CONSIGNA →
Responda a partir del texto sobre las promesas que figura a continuación:
(a) ¿Quién había advertido, tiempo ha, lo de las plegarias?
(b) En la niñez, ¿bajo qué condición se podía prometer?
(c) En el caso del juramento, ¿en qué calidad andaba Dios de por medio?

FRAGMENTO DE TEXTO →
- - -
Al contrario que con las plegarias, con las promesas sucede siempre que son desatendidas. Lo de las plegarias nos lo había advertido, tiempo ha, Teresita de Lisieux, aunque Truman Capote, irredento creyente, no volvió sus ojos en blanco hacía tan santas palabras hasta que ya era demasiado tarde, al menos para él: no pidas, no vaya a ser que se te conceda. En cuanto a las promesas, la cosa es mucho más simple, puro empirismo emisor: no prometas, que te comes la promesa; y, si no, al tiempo. O, también, mero empirismo receptor: no te dejes prometer, que esa promesa también te la comes; como hay Dios (el de las plegarias de santa Teresita de Lisieux).

Fui rigurosamente aleccionada en la niñez: se podía prometer, siempre bajo la ineludible condición de cumplir la promesa y supongo que porque la promesa sólo a uno mismo comprometía; pero no se podía jurar, supongo que porque, en el caso del juramento, andaba Dios (el de las plegarias) de por medio y en calidad de testigo. Y a Dios no se le puede comprometer, como es lógico. Así que fuimos creciendo a golpe de sofisma, primero, y a batacazo, después, de contradicción, porque no conozco una sola ocasión en que la promesa haya sido cumplida, ni siquiera cuando lo aparenta: para cuando se cumple, la promesa ha pasado ya a ser otra cosa, en el mejor de los casos; u otra promesa, simplemente.
- - -
Entradas de datos guardadas:
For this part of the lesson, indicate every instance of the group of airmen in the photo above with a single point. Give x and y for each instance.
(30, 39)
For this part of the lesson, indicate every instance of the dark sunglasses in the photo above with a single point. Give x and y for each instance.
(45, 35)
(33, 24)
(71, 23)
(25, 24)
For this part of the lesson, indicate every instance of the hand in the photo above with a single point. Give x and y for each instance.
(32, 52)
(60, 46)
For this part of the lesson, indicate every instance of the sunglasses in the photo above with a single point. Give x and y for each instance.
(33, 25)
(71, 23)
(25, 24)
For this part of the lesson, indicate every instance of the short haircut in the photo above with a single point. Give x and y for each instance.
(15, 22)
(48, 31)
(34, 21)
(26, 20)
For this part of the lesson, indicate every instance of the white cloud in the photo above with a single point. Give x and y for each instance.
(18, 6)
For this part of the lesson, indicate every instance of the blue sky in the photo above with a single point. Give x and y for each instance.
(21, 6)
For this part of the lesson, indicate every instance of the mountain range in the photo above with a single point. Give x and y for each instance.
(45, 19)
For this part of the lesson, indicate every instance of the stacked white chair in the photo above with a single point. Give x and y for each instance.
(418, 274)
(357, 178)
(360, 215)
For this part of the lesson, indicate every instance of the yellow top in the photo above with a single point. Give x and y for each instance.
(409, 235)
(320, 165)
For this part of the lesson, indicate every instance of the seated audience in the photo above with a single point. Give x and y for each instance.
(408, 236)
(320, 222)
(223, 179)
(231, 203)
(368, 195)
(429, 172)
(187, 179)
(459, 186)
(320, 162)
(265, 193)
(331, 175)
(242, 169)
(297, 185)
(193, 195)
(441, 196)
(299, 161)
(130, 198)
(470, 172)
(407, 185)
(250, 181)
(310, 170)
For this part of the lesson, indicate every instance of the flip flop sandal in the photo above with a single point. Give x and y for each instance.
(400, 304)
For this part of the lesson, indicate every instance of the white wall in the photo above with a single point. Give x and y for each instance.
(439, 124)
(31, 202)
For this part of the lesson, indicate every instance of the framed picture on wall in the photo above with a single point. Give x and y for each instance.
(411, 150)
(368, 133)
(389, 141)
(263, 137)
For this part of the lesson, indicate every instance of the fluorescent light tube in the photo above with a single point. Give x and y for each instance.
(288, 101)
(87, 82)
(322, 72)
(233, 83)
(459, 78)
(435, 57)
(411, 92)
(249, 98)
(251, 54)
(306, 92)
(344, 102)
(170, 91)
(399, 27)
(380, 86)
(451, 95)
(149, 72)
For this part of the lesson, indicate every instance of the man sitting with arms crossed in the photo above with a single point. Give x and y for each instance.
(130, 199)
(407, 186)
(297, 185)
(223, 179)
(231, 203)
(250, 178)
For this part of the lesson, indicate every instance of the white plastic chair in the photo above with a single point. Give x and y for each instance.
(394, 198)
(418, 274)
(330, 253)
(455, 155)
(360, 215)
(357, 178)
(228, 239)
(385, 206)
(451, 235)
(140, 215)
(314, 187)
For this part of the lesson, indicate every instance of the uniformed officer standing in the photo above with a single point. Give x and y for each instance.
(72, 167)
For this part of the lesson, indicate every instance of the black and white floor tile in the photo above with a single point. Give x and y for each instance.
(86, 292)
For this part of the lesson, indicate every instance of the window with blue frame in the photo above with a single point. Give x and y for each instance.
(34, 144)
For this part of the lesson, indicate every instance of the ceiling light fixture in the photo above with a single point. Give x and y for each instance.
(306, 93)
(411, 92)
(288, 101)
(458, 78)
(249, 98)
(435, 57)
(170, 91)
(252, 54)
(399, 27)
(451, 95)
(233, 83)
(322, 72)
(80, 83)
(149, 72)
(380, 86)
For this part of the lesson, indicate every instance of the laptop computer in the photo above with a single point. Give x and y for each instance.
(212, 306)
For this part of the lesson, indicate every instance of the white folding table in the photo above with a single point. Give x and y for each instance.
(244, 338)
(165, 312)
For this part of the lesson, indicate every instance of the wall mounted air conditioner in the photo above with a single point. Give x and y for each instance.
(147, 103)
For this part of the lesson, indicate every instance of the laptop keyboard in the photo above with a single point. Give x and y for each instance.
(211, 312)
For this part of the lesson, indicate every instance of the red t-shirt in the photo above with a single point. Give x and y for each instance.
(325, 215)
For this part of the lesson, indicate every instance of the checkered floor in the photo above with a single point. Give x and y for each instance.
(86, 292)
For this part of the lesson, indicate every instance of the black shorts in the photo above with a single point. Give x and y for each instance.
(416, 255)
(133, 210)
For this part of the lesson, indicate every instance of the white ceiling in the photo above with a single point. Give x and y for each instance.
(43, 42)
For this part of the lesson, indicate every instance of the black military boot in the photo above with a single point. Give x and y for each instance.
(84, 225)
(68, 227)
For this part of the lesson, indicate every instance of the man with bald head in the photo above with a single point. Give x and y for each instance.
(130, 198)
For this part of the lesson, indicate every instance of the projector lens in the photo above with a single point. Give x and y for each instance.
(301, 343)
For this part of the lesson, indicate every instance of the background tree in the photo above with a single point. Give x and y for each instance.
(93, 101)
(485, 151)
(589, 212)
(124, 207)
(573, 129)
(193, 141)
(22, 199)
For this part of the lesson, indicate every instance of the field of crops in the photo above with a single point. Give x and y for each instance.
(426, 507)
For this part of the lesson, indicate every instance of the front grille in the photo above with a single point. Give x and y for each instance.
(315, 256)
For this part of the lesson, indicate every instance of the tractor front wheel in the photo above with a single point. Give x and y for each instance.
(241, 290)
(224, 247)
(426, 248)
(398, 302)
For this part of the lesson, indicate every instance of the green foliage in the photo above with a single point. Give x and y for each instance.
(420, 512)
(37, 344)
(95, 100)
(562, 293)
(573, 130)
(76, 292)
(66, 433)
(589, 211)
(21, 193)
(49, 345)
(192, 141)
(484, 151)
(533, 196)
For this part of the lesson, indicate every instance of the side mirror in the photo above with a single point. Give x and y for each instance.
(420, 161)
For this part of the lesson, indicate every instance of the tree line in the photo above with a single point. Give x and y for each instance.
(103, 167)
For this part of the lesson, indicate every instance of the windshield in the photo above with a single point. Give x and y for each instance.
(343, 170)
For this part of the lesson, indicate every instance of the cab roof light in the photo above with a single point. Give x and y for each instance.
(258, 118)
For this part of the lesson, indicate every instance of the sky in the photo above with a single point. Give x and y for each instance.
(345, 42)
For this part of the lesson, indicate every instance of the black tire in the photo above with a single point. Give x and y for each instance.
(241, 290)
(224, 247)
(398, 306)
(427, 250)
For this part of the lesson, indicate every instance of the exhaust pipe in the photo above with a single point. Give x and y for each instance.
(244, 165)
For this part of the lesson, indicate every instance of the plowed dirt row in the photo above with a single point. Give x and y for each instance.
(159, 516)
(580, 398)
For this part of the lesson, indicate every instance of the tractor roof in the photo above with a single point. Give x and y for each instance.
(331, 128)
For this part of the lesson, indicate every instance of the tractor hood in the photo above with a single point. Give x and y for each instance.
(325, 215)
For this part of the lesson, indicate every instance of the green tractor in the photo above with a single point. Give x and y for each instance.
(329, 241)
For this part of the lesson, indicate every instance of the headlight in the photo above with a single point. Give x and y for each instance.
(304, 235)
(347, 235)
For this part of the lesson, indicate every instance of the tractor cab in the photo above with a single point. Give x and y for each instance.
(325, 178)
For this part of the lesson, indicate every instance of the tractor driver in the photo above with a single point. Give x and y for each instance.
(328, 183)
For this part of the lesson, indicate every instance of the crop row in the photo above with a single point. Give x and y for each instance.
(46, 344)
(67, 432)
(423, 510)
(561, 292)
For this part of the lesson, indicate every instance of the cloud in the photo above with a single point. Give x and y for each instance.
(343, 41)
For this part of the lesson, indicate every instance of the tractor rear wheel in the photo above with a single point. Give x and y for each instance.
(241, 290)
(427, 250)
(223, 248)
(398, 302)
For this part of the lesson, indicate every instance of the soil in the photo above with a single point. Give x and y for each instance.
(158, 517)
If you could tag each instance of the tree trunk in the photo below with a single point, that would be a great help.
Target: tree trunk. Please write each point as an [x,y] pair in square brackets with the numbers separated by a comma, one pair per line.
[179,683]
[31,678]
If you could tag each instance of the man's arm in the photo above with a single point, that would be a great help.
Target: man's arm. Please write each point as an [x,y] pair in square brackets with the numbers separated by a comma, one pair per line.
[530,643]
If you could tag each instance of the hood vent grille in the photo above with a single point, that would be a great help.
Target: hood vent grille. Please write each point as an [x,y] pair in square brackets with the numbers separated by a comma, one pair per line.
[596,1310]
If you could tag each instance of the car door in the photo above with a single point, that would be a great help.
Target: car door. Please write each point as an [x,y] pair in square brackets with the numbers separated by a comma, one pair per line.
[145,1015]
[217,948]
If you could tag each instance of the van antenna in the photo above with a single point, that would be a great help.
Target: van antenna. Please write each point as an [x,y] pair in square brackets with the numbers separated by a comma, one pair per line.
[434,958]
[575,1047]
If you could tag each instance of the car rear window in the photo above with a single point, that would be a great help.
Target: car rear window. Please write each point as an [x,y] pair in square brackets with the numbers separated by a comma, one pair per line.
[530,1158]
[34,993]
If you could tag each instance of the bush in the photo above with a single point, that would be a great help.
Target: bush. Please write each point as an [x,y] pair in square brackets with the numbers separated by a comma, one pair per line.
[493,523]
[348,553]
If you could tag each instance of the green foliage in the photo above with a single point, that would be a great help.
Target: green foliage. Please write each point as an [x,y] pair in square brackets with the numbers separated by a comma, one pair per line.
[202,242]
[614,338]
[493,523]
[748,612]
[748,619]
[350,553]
- - -
RESULTADO →
(a) Teresita de Lisieux.
(b) Bajo la ineludible condición de cumplir la promesa.
(c) En calidad de testigo.